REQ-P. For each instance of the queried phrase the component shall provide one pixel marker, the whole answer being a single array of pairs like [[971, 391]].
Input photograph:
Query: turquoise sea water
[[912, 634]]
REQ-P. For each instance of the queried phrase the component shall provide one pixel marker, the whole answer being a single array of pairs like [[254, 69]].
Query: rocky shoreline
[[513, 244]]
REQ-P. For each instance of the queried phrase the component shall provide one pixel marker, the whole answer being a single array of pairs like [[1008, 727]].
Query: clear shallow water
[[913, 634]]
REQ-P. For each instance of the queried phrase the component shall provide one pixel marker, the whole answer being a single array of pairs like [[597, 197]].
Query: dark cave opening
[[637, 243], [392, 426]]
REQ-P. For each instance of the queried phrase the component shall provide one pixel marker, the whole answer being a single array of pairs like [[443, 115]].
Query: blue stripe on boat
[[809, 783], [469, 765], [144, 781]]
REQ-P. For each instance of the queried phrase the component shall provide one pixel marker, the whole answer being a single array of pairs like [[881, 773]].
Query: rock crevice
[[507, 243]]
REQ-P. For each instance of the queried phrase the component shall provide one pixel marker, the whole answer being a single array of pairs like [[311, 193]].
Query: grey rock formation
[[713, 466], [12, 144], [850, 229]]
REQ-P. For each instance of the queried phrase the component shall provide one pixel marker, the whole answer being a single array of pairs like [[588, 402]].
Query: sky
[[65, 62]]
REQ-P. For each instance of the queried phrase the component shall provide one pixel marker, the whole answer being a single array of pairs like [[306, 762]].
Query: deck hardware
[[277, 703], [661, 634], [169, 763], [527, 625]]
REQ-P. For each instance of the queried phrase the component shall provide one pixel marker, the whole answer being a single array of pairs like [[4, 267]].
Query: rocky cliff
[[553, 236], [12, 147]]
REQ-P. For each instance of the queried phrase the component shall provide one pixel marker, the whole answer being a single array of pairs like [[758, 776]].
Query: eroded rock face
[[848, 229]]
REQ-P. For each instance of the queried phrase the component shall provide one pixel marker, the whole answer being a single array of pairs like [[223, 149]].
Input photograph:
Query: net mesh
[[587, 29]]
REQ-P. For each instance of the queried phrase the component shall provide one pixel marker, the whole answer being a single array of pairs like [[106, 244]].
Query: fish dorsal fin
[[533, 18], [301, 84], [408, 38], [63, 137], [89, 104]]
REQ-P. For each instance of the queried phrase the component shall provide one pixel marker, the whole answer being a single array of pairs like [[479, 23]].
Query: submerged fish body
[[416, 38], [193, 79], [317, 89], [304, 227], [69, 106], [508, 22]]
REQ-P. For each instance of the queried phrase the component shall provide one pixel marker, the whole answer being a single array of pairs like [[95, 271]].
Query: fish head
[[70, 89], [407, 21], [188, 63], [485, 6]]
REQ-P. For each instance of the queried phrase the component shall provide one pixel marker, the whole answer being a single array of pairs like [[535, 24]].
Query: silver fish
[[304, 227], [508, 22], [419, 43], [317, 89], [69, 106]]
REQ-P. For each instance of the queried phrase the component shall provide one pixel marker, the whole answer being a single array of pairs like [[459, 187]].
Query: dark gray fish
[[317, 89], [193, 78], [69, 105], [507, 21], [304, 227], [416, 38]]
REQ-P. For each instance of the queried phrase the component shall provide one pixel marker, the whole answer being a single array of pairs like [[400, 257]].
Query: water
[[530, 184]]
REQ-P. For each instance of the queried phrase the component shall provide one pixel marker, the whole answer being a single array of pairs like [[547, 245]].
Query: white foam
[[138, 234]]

:::::

Exercise task.
Reproduce every entry above verbatim, in the original order, changing no character.

Task result.
REQ-P. For each instance of the queried phrase the component shall provide one pixel marker, the whole answer being a single array of pairs like [[971, 391]].
Input photograph:
Query: turquoise sea water
[[912, 634]]
REQ-P. For each instance of the queried phrase the component shall provide one pixel marker, the whole answer being a single array of pairs like [[254, 69]].
Query: rocky shoreline
[[513, 244]]
REQ-P. For each instance of the queried phrase the component shall provide one pixel marker, the whole answer being a single array of pairs like [[1008, 727]].
Query: clear shallow water
[[913, 634]]
REQ-P. For each instance of the queried phrase the component shall provide one pixel marker, the whole answer being a single array of pairs like [[597, 197]].
Query: dark cave opening
[[637, 243], [392, 426]]
REQ-P. For each instance of the queried phrase the component shall provide one pixel marker, the whole answer being a single array of pairs like [[443, 115]].
Query: blue stripe on boat
[[809, 783], [469, 765], [144, 781]]
REQ-P. For each instance of the queried phrase the component shall provide one pixel marker, the whole answer being a single array of pairs like [[881, 773]].
Query: rock crevice
[[507, 243]]
REQ-P. For each instance of the queried phrase the component shall provide one pixel marker, the whole answer being a single array of pairs like [[311, 193]].
Query: grey rock formation
[[713, 466], [12, 144], [850, 229]]
REQ-P. For each instance of the queried phrase the component shall provide one pixel marker, the whole answer being a single array of pairs like [[588, 402]].
Query: sky
[[65, 62]]
REQ-P. For each instance of the queried phrase the component shall provide one pixel marker, the whole answer being a single array of pairs like [[306, 762]].
Query: deck hardware
[[277, 703], [661, 634], [169, 763], [527, 625]]
REQ-P. For each instance of the queried phrase the component shall provide one pixel marker, the whole answer being a single array of pairs like [[4, 267]].
Query: rocky cliff
[[553, 236], [12, 147]]
REQ-P. For each instance of the queried phrase the component shall provide one pixel marker, the whole answer being a single array of pairs like [[758, 776]].
Query: eroded rock face
[[848, 229]]
REQ-P. For each instance of the queried phrase the component shall provide one pixel marker, the whole answer being a single array of pairs like [[223, 149]].
Input photograph:
Query: net mesh
[[587, 29]]
REQ-P. For each instance of the queried phrase the component shall provide one pixel marker, the whole answer being a single array of pairs like [[106, 244]].
Query: fish dorsal fin
[[533, 18], [301, 84], [408, 38], [63, 137], [89, 104]]
REQ-P. For each instance of the queried phrase the component shall provide one pixel marker, the whole answer being a single array of pairs like [[479, 23]].
Query: submerged fish body
[[416, 38], [193, 79], [317, 89], [304, 227], [69, 106], [508, 22]]
REQ-P. For each instance of the queried phrase the component shall provide one pixel marker, the whole answer being a single array of pairs like [[95, 271]].
Query: fish head
[[70, 89], [407, 21], [188, 63], [485, 6]]
REQ-P. For each instance of the queried phrase the component shall provide one pixel marker, the whole answer being a single array of pairs like [[535, 24]].
Query: silver fish
[[304, 227], [508, 22], [419, 43], [317, 89], [69, 106]]
REQ-P. For each instance of the queried phrase the component shall provide one pixel marker, the whole answer being a single array of pairs like [[459, 187]].
Query: dark gray fish
[[317, 89], [193, 78], [69, 105], [507, 21], [304, 227], [416, 38]]
REQ-P. For each instance of the queried phrase the component shall provide one pixel marker, the whole answer being a single array of pairs like [[400, 257]].
Query: water
[[530, 184]]
REQ-P. For each instance of the queried phrase the component shall provide one pixel marker, the whole answer being a single array of pairs like [[547, 245]].
Query: white foam
[[138, 234]]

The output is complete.